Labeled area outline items
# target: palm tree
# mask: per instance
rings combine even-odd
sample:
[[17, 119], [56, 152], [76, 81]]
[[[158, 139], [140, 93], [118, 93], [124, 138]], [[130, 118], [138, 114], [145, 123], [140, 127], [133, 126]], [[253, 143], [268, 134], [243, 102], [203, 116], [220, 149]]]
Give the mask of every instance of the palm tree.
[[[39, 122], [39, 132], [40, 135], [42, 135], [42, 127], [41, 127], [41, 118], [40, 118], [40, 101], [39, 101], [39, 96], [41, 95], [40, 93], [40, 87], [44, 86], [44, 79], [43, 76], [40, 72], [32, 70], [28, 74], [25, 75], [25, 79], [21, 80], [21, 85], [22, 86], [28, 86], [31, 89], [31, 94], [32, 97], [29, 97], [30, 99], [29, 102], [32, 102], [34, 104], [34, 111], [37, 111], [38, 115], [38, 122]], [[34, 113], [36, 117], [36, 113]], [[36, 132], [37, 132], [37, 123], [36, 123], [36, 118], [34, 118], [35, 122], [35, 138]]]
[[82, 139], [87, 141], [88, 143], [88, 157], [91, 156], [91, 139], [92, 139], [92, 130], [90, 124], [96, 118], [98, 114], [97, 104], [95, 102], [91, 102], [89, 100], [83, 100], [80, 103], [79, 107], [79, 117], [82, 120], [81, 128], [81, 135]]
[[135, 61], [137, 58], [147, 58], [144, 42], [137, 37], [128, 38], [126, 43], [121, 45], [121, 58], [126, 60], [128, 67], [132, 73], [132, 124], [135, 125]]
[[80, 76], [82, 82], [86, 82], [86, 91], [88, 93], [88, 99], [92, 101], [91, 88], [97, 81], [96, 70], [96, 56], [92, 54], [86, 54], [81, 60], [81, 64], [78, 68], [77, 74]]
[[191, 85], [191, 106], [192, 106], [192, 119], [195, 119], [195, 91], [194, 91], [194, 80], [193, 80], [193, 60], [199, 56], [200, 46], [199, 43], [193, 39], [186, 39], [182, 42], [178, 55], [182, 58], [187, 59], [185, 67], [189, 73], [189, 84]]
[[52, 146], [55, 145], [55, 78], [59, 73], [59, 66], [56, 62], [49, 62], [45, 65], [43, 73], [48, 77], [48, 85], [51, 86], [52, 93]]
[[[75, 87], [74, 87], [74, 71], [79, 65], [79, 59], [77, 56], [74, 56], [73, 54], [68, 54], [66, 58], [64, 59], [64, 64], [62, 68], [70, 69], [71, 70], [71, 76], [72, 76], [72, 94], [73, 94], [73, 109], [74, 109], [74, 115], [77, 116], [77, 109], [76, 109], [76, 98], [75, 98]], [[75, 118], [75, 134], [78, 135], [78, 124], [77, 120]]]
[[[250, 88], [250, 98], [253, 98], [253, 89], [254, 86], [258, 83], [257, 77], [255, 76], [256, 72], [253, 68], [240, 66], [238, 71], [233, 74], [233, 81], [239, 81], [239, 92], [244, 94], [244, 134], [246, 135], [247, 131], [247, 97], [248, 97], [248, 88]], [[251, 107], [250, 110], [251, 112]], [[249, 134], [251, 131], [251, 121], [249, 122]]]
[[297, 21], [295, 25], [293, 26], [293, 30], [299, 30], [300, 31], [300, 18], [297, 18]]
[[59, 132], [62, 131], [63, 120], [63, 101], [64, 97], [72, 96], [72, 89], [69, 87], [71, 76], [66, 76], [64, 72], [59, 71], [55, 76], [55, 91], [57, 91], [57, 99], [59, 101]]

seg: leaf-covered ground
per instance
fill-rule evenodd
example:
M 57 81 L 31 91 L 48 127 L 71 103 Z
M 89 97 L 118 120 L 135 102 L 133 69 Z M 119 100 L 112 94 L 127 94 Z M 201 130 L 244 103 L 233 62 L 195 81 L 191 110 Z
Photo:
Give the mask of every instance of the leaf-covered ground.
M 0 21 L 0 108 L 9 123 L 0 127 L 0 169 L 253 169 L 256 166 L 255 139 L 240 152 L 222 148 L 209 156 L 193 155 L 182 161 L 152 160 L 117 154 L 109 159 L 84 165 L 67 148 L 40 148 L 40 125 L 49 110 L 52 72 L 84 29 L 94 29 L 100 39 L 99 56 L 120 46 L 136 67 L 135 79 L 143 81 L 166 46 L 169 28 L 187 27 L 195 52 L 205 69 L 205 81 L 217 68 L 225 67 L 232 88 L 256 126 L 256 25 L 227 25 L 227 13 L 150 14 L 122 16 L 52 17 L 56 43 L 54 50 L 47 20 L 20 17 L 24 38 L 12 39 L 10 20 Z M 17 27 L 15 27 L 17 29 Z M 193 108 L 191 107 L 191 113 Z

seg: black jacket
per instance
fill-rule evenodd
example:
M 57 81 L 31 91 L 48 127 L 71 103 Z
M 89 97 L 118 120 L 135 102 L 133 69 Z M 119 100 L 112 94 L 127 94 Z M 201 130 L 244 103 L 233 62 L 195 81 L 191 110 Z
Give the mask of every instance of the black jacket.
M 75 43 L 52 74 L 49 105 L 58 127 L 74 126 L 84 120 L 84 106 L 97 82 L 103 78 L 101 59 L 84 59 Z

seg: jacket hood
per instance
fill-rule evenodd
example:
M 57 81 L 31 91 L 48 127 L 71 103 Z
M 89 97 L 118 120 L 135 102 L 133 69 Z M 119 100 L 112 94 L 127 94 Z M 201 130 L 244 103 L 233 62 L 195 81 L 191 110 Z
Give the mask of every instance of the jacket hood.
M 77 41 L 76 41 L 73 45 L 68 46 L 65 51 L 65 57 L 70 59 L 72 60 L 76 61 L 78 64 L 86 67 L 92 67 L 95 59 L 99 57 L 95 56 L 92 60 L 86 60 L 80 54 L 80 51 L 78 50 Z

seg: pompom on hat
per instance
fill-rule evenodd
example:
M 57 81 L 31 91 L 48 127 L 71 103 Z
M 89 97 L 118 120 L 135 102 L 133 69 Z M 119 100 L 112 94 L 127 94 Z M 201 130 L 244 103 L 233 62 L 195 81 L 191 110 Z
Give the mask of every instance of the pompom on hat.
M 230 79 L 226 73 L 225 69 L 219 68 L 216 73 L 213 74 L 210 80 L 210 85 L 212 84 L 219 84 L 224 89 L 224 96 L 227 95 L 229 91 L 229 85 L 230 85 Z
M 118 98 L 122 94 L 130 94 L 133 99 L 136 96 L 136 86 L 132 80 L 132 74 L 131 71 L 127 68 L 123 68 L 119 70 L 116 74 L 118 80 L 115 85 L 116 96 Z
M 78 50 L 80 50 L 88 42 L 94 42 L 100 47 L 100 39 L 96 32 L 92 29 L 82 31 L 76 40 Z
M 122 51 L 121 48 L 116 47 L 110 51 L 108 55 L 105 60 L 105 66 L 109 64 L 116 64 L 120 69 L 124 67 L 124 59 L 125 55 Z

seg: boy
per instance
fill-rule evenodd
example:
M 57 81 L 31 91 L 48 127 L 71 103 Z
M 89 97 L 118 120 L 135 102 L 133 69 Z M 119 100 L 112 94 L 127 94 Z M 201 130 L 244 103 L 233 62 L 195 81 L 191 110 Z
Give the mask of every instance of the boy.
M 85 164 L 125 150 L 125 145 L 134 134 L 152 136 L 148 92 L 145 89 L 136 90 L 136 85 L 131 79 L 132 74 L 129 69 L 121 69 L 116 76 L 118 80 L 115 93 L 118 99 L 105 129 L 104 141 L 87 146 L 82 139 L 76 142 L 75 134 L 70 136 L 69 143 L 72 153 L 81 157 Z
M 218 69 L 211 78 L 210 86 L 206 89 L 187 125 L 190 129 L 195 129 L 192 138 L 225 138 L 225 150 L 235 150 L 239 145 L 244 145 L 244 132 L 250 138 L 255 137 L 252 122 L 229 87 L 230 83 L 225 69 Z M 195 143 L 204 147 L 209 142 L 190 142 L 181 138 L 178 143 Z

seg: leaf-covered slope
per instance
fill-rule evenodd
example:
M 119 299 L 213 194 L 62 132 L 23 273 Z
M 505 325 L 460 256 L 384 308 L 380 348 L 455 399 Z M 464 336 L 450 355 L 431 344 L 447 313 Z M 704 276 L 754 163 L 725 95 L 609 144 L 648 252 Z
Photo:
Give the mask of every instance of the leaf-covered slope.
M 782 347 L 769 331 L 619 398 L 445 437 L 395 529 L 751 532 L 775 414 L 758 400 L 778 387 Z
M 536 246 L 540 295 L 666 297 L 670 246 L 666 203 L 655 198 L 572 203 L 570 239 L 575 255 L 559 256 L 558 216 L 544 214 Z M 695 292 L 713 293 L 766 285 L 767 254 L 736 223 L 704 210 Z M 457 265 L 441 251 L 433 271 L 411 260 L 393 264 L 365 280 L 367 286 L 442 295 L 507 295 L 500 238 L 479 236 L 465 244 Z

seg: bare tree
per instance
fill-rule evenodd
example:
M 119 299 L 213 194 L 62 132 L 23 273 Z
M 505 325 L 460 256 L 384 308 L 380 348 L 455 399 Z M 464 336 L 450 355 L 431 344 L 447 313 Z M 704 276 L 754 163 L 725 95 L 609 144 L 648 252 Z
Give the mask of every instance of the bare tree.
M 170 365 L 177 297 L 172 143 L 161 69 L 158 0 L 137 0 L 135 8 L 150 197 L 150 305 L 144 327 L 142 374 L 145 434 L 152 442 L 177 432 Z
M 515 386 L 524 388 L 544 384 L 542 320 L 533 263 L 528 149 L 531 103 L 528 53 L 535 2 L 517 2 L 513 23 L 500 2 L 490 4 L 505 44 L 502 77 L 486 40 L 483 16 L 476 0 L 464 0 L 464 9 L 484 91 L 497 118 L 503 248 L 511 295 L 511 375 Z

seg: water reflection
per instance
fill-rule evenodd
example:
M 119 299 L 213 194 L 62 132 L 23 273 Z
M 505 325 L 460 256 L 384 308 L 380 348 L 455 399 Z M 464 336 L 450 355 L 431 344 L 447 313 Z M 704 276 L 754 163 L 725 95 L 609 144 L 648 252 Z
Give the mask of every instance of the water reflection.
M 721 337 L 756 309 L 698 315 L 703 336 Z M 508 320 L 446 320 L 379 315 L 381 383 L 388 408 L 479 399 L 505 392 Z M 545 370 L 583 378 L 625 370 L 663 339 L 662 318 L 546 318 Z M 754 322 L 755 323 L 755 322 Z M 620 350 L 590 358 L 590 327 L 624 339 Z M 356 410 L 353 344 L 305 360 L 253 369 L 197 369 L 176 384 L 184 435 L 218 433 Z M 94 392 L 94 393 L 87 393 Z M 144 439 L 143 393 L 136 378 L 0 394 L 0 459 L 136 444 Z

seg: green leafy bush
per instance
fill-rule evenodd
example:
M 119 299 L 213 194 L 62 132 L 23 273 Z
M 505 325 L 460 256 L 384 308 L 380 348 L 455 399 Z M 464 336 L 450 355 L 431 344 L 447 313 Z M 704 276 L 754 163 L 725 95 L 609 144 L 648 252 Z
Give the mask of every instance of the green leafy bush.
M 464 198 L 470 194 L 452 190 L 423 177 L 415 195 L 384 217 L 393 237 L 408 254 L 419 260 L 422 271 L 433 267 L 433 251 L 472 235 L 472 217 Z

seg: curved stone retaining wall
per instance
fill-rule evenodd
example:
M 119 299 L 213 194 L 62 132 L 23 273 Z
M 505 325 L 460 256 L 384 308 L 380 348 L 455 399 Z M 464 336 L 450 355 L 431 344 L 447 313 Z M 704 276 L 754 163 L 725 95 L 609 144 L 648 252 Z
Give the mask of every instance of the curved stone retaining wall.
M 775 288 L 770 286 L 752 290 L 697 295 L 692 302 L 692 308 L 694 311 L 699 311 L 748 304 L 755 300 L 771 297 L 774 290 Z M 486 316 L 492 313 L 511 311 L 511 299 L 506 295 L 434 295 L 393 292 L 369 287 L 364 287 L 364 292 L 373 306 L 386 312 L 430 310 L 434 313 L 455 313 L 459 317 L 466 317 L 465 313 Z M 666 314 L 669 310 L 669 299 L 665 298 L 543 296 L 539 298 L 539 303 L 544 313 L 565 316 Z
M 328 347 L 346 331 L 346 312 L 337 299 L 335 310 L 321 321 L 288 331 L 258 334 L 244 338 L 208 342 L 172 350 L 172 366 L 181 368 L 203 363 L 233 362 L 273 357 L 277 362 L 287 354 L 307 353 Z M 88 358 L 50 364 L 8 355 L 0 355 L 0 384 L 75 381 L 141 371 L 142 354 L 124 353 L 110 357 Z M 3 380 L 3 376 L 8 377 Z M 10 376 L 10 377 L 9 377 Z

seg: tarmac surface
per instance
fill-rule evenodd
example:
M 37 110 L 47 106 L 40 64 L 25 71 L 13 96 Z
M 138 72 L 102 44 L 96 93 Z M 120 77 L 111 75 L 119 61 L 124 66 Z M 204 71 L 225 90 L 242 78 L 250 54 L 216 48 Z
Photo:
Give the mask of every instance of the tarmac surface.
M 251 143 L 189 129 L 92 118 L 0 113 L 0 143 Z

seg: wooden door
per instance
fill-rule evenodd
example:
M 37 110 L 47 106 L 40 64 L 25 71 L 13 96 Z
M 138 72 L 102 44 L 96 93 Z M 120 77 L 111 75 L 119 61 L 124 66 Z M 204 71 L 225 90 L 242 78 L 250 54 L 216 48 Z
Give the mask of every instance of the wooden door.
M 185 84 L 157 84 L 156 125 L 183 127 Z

• Exercise directions: Nothing outside the span should appear: transcribe the lines from the one containing "seg: tarmac surface" through the last line of the records.

• Solution to this problem:
seg: tarmac surface
per instance
fill-rule evenodd
example:
M 37 110 L 47 106 L 40 64 L 25 71 L 13 96 Z
M 138 72 L 102 44 L 96 93 Z M 120 77 L 111 75 L 119 61 L 124 66 Z M 204 71 L 225 90 L 242 78 L 250 54 L 216 48 Z
Photo:
Give the mask of every instance of the tarmac surface.
M 251 143 L 189 129 L 92 118 L 0 113 L 0 143 Z

seg: wooden door
per instance
fill-rule evenodd
example:
M 37 110 L 47 106 L 40 64 L 25 71 L 13 96 Z
M 138 72 L 102 44 L 96 93 Z M 120 77 L 111 75 L 119 61 L 124 66 Z M 204 71 L 225 90 L 242 78 L 250 54 L 216 48 Z
Give the mask of every instance of the wooden door.
M 185 84 L 157 84 L 156 125 L 183 127 Z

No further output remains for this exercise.